Les résultats produits par ces perquisitions et communiqués par le ministère de l'Intérieur à la Commission des Lois de l'Assemblée, chargée du contrôle parlementaire de l'état d'urgence, n'offrent qu'une réponse partielle. A l'heure qu'il est, celles-ci ont abouti à la découverte de 500 armes (dont 41 armes de guerre et 141 armes de poing), au constat de 464 infractions et à l'interpellation de 366 individus dont 316 ont été placés en garde à vue. Soit un ratio d'1 arme saisie pour 6 perquisitions. Est-ce beaucoup ou négligeable? Chacun jugera.
Faute d'enquête qualitative, ces données ne nous renseignent en revanche absolument pas sur l'efficacité de cette mesure pour empêcher de futurs attentats ou de détecter des terroristes en herbe. On ignore ainsi la part des armes saisies qui étaient détenues légalement par leur propriétaire (notamment s'agissant des armes de chasse) tout comme on ignore précisément combien d'individus ont été interpellés pour des motifs directement liés à un risque terroriste. "Deux procédures ont fait l’objet de saisines de la section antiterroriste de Paris", a indiqué ce mardi la garde des Sceaux Christiane Taubira sans en dire davantage sur les éléments qui ont motivé ce renvoi.
50% des perquisitions réalisées la nuit
La difficulté des députés et de la presse à obtenir des données fiables sur le déroulement des perquisitions pose un problème d'évaluation majeur: comment déterminer s'il faut sortir de l'état d'urgence si l'on est incapable d'en mesurer l'efficacité? Comment aussi s'assurer que cette mesure d'exception ne produit pas d'atteintes aux droits fondamentaux des perquisitionnés dont peu osent déposer plainte?
Dans sa communication de ce mercredi 13 janvier, le président de la Commission des Lois, Jean-Jacques Urvoas, a reconnu qu'il "s’est révélé difficile pour le Parlement de se prononcer précisément sur le déroulement matériel et précis de ces perquisitions" et donc d'enquêter sur les dizaines de témoignages évoquant les "dégâts occasionnés lors des perquisitions, des portes enfoncées sans motif, des menottages jugés abusifs..." Indice parlant, seules deux perquisitions sur plus de 3000 ont fait l'objet d'un recours.
Aucune donnée fournie par le ministère ne fait pourtant état du sentiment d'humiliation ressenti par les personnes dont la perquisition n'a rien donné si ce n'est de les livrer au jugement désapprobateur de leurs voisins. Le fait que plus de 50% des perquisitions aient été ordonnées de nuit, ce qui est normalement interdit dans une perquisition normale, joue pour beaucoup dans la diffusion de ce sentiment.
A en croire Jean-Jacques Urvoas, le choix d'intervenir en pleine nuit a été justifié par les services préfectoraux par souci de "précaution tactique" afin "d’intervenir sur des cibles dangereuses pour conserver un effet de surprise ou dans des zones connues pour des désordres, afin d’opérer plus discrètement". Le député du Finistère note pourtant que ces perquisitions de nuit se sont poursuivies sur les deux mois de l'état d'urgence, alors même que l'effet de surprise s'était estompé.

********************

- _EXERCICE 1_
Condensez sous forme de liste le paragraphe du document qui commence par « Les résultats produits par ces perquisitions », en gardant ses faits principaux.
- _EXERCICE 2_
Reproduisez à l'identique le passage du document qui commence par « Aucune donnée fournie » et se termine par « surprise s'était estompé. ».

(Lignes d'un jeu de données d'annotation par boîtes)
********************

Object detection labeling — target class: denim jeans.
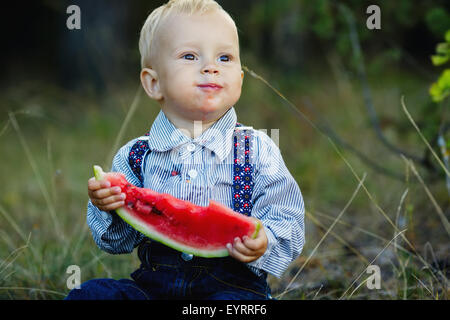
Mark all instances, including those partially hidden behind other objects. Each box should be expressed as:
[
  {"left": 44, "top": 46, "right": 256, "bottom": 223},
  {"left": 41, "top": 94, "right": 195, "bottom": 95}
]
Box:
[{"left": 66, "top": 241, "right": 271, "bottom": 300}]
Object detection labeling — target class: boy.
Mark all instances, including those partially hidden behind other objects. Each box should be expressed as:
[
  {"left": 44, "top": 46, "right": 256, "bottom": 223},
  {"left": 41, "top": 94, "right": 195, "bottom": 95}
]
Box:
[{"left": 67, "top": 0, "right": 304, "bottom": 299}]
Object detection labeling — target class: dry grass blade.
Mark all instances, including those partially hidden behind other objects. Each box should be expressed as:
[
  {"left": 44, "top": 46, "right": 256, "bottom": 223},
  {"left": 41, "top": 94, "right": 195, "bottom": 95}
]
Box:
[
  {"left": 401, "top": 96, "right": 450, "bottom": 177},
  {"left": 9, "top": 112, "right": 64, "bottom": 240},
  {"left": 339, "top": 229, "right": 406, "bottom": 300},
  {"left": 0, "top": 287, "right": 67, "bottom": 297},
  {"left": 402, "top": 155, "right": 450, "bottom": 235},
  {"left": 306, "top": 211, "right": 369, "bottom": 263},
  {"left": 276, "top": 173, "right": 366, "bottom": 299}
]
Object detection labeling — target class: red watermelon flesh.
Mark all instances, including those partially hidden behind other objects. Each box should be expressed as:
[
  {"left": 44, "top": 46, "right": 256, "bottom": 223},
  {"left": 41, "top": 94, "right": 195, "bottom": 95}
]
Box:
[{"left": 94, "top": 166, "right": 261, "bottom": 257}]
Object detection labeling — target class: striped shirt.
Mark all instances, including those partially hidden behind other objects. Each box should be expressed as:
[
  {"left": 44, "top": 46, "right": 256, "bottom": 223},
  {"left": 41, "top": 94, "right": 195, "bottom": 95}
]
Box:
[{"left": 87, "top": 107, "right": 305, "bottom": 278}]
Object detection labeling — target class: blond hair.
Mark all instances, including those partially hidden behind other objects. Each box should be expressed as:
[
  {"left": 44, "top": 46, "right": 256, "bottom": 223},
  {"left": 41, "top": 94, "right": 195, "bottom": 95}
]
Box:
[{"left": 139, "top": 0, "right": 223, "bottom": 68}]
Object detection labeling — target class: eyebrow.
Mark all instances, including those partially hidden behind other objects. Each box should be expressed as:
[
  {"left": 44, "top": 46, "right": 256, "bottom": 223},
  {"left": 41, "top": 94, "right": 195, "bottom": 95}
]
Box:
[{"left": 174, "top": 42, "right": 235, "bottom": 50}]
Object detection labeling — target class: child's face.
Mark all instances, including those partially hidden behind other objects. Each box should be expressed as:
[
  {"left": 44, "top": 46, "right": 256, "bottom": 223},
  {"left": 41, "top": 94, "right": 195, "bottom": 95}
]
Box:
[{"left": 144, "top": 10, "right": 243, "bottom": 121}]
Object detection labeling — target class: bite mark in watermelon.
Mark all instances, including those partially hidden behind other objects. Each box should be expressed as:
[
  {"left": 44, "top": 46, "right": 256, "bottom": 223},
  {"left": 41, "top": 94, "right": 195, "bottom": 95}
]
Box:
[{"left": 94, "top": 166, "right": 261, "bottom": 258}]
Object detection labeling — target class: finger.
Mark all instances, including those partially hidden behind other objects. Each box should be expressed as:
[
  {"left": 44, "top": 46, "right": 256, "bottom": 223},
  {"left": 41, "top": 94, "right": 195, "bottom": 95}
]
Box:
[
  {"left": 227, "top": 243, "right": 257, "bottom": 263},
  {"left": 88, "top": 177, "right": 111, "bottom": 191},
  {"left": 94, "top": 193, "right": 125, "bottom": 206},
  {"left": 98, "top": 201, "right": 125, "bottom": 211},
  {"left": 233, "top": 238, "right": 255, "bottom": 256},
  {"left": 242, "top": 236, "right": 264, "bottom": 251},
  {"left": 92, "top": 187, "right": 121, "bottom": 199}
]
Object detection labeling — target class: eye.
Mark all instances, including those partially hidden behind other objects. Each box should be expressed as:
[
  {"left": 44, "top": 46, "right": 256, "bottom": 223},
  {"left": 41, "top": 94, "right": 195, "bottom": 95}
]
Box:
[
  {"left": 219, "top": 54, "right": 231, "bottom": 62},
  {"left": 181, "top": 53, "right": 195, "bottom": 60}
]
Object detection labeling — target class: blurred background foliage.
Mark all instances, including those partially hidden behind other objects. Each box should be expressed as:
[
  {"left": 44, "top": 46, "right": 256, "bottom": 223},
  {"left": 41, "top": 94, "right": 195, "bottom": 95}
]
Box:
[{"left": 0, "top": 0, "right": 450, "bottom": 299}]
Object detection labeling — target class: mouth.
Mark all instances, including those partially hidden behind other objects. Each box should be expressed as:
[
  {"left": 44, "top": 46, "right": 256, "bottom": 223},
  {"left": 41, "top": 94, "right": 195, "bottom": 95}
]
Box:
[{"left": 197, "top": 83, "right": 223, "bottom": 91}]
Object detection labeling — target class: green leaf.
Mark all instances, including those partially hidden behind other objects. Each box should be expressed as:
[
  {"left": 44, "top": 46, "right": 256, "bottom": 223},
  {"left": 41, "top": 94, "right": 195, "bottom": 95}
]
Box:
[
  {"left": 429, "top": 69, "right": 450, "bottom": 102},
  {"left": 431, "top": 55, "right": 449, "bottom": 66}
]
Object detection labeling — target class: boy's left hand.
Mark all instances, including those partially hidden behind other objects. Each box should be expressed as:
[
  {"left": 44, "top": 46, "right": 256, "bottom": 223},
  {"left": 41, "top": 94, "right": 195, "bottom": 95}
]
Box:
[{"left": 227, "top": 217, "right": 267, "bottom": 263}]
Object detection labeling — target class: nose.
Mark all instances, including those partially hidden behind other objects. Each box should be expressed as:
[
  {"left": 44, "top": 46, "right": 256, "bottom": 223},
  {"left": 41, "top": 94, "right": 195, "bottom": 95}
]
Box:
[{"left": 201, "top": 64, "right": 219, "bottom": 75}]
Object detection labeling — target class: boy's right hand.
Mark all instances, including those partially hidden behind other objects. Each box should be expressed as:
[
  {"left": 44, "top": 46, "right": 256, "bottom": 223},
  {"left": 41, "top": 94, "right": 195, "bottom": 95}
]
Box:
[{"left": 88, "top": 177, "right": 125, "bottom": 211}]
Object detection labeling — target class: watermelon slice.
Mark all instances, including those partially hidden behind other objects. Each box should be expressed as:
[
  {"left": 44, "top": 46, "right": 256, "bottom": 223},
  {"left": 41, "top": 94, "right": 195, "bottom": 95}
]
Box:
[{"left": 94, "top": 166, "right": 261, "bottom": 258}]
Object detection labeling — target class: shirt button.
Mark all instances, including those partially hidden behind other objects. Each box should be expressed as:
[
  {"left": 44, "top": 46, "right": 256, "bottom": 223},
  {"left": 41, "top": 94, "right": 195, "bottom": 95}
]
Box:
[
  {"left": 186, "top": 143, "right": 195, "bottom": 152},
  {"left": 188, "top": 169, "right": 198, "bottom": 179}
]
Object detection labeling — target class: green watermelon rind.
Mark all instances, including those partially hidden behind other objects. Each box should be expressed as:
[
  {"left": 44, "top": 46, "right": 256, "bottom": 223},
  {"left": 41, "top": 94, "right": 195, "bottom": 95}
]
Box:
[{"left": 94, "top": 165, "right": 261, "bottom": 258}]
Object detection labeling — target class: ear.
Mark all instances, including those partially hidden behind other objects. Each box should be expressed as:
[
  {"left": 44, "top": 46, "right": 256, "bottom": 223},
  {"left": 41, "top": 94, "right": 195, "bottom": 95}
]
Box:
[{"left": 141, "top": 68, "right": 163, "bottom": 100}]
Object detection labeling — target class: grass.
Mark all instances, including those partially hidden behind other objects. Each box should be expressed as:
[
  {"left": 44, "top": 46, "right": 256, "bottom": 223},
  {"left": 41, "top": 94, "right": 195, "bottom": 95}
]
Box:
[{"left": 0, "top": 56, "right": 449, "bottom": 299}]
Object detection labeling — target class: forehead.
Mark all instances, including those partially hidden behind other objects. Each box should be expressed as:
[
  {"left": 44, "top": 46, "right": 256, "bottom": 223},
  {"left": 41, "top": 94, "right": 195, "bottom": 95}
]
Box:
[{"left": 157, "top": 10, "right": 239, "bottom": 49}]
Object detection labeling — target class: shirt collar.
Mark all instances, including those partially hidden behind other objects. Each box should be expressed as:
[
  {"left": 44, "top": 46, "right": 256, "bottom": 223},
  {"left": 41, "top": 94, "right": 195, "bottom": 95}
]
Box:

********************

- _RÉPONSE 1_
- Les résultats ont été communiqués par le ministère de l'Intérieur à la Commission des Lois de l'Assemblée, chargée du contrôle parlementaire de l'état d'urgence. Ils n'offrent qu'une réponse partielle.
- 500 armes découvertes, dont 41 armes de guerre et 141 armes de poing
- 464 infractions constatées
- 366 individus interpellés, dont 316 placés en garde à vue
- Ratio : 1 arme saisie pour 6 perquisitions

- _RÉPONSE 2_
Aucune donnée fournie par le ministère ne fait pourtant état du sentiment d'humiliation ressenti par les personnes dont la perquisition n'a rien donné si ce n'est de les livrer au jugement désapprobateur de leurs voisins. Le fait que plus de 50% des perquisitions aient été ordonnées de nuit, ce qui est normalement interdit dans une perquisition normale, joue pour beaucoup dans la diffusion de ce sentiment.
A en croire Jean-Jacques Urvoas, le choix d'intervenir en pleine nuit a été justifié par les services préfectoraux par souci de "précaution tactique" afin "d’intervenir sur des cibles dangereuses pour conserver un effet de surprise ou dans des zones connues pour des désordres, afin d’opérer plus discrètement". Le député du Finistère note pourtant que ces perquisitions de nuit se sont poursuivies sur les deux mois de l'état d'urgence, alors même que l'effet de surprise s'était estompé.